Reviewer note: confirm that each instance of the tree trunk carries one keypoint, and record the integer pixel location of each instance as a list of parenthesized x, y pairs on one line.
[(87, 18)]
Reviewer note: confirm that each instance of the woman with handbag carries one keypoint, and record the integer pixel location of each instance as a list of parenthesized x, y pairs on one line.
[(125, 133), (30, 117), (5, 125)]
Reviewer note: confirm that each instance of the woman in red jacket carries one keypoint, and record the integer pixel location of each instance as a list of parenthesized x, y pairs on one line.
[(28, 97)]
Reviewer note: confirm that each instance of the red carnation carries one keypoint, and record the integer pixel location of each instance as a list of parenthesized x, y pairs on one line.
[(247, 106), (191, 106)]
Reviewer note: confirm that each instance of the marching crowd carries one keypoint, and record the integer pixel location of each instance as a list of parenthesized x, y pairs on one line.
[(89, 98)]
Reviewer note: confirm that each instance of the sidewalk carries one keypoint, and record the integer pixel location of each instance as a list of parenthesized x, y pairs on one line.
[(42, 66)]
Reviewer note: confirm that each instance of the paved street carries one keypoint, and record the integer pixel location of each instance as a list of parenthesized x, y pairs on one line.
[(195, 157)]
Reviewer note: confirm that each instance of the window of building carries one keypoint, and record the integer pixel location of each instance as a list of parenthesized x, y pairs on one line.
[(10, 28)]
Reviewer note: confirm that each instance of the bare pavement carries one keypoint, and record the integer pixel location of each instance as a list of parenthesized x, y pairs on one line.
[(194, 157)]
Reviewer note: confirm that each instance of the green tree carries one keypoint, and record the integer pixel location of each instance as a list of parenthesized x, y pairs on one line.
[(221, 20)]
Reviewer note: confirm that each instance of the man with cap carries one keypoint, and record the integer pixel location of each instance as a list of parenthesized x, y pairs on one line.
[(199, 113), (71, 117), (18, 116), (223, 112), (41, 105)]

+===+

## Instruction
Copy every record above exactly as it appears.

## Solution below
Reviewer note: confirm that each instance of the tree trunk carries one keypoint, and record the integer pixel location of each instance as a list of parenthesized x, y pairs on one line.
[(87, 18)]
Reviewer note: confirm that each instance of the woman with handbag carries one keypoint, and record the integer pixel location of each instance as a list of parenthesized x, y pairs on one line.
[(125, 133), (30, 117), (5, 125)]
Reviewer note: confirm that each instance of the woman in red jacket carries one keypoint, and record the integer pixel location of each instance as a list of parenthesized x, y pairs on one line.
[(28, 97)]
Reviewer note: confirm that each instance of the red carnation carries one keypoint, and record the integer pixel location of each instance as a list of parenthesized x, y pairs on one line.
[(247, 106), (191, 106)]
Reviewer note: confirm that each instance of the marching crowd carries one keypoint, and record the integer pixel location of each instance as a list of parenthesized x, y pairs on one line.
[(89, 98)]
Reviewer note: confirm that each instance of the sidewalk carries one keypoint, and record the integer pixel location of each instance as a list of parenthesized x, y pairs on one line.
[(42, 66)]
Reviewer note: confirm that each instance of the paved street carries one keypoint, and record the integer pixel location of each instance as a list of parenthesized x, y pairs on one line.
[(195, 157)]
Reviewer note: confirm that each instance of the window of building carries one keypoint, and record the integer pixel location of each instance as a list of parenthesized x, y pairs on one line.
[(10, 28)]
Reviewer note: confirm that each instance of the bare pavement carries one keypoint, and record the integer pixel location of each instance as a list of parenthesized x, y pairs on one line.
[(194, 157)]
Reviewer note: confirm that each instance of the green tree carries one keypoint, and record the integer pixel location of each instance as a list of parenthesized x, y pairs on one line.
[(221, 20)]
Reviewer note: confirm that each instance of the man with cap carries one keypoint, and record the integer pixel location of each instance as a list of parenthesized x, y pairs on one line.
[(199, 113), (71, 117), (18, 116), (223, 112), (41, 105)]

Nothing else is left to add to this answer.